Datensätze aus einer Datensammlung
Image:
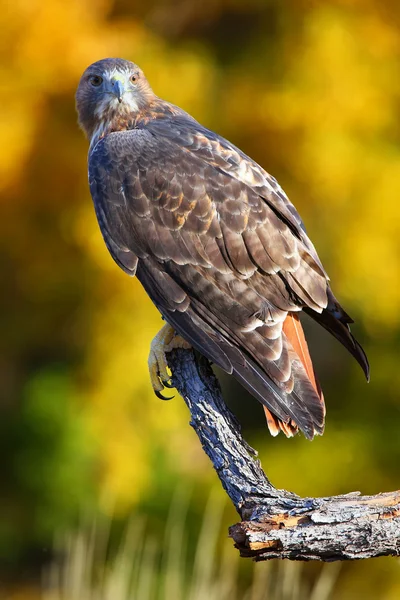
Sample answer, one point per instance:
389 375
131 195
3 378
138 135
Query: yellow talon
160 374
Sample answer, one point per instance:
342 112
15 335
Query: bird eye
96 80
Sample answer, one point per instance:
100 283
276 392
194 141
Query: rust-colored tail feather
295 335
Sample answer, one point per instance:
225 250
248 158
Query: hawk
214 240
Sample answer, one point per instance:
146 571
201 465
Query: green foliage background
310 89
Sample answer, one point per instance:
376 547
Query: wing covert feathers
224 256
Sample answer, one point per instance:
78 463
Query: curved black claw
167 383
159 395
---
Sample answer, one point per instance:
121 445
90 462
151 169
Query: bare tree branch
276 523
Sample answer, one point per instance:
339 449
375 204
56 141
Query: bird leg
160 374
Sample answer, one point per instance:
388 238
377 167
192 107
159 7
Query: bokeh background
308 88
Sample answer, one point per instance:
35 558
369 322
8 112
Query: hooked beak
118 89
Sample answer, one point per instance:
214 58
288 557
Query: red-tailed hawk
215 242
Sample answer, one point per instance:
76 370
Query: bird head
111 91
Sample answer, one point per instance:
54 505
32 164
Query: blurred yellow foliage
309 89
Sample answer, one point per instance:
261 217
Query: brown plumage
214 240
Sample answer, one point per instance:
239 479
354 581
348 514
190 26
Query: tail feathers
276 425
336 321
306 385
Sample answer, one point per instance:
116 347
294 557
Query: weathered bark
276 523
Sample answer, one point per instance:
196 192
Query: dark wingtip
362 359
* * *
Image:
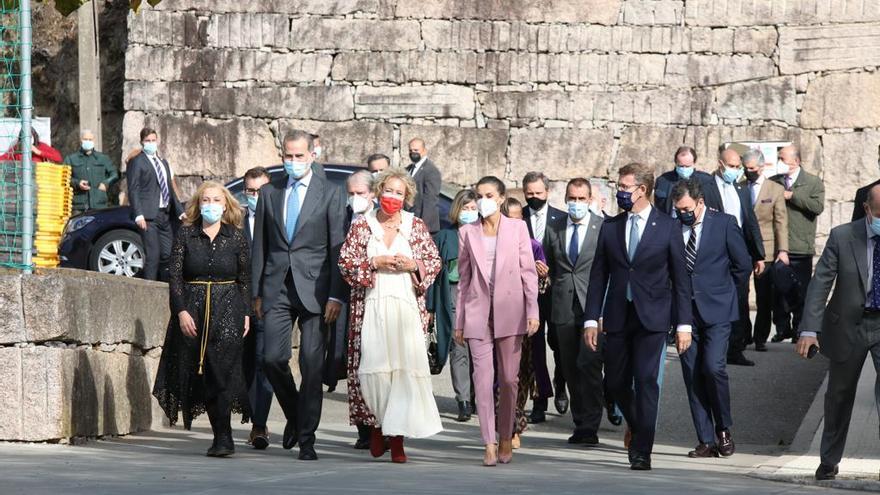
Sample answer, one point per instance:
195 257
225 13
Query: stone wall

Die Aufgabe →
Sammeln Sie jede Zeile der Datensätze, in der die Zeichenfolge "feathers" vorkommt, wobei Groß- und Kleinschreibung zu beachten ist.

Lösung der Aufgabe →
Query: wing covert feathers
Query: tail feathers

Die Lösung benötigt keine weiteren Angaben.